▸ **Your instructions**: The expected result is every line of the records, printed exactly.

[Natural-language object grounding data]
==============================

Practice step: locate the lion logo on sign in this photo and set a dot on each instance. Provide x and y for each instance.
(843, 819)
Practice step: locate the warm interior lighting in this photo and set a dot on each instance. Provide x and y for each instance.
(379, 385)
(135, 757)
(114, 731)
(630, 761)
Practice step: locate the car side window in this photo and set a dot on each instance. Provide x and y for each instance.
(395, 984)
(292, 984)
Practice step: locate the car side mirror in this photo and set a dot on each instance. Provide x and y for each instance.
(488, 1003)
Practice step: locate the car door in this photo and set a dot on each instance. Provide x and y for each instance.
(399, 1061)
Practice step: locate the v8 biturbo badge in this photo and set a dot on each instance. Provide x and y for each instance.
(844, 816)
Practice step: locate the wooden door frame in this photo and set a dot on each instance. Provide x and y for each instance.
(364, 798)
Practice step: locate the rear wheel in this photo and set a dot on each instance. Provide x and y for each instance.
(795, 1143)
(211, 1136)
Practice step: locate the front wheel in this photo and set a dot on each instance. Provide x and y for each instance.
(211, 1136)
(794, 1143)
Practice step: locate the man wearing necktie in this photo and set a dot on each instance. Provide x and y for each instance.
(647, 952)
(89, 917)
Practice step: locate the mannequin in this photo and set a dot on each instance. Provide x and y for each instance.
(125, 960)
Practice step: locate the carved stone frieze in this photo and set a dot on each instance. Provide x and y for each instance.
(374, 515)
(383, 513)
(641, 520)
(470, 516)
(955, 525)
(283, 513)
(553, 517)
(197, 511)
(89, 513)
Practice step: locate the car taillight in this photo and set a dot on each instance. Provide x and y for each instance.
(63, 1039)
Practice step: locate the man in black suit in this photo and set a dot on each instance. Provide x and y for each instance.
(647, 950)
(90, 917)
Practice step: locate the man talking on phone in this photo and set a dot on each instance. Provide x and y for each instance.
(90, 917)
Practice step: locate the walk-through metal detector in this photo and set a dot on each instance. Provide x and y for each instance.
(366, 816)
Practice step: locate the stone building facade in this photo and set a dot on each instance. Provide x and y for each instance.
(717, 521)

==============================

▸ **Exercise output**:
Practice step: locate the lion logo on sign in this photo and set a dot on each instance. Provide x and y for each instance.
(843, 819)
Practice step: locate the warm interior lighting in this photo and set a dot on each instance. Provide x and y for each instance.
(379, 385)
(135, 757)
(114, 731)
(630, 761)
Practice step: locate the car side window in this photo and set a dot on each instance. Provide x and y for each instance.
(395, 984)
(292, 984)
Practice step: locate the car side mirror in this photo and set a dot on each instance. Provide x and y for each instance.
(488, 1003)
Practice step: locate the car door in this photo and set a dot on each instance. Provide x and y for each instance.
(399, 1061)
Practice step: locate the v8 biturbo badge in this photo and set a dot on each instance. Provide x and y for each instance.
(844, 816)
Practice step: locate the wooden door frame in this photo and set a dot on each instance. Provide x and y for each instance.
(364, 798)
Practice step: locate the rear wheel in this photo and set a dot on each instance. Provide x and y for each instance.
(795, 1143)
(211, 1136)
Practice step: locate the front wheel in this photo and set a dot on each instance. Provide x and y for each instance.
(211, 1136)
(794, 1143)
Practice step: locate the man wearing necktie in this photo and set a dot on each instance. Provide x and y for each instance.
(647, 952)
(89, 917)
Practice step: locate the mannequin in this photo and set a dot on each instance. Provide x and y for each instance.
(125, 960)
Practice step: locate the carved stone frieze in this photo and set a dot on each instance. Provide x and y for each instance.
(374, 515)
(383, 513)
(641, 520)
(470, 516)
(955, 525)
(283, 513)
(553, 517)
(197, 511)
(89, 513)
Practice step: locate the car taillight in this photo and set a dot on each instance. Provide x and y for each instance.
(63, 1039)
Practice step: locate the man in black suit in this photo and set a dot on each instance. Provide x and y for each instance.
(647, 950)
(90, 917)
Practice step: locate the man talking on phone in this photo and set a dot on each instance. Provide x and y for each instance.
(90, 917)
Practice step: locate the walk-through metal detector in this photo and set a dot on each instance. Provide x and y for each instance.
(366, 816)
Practice step: locate the stone building facade in this photo and set a dot on each instance. Provide x and y for each instance.
(717, 521)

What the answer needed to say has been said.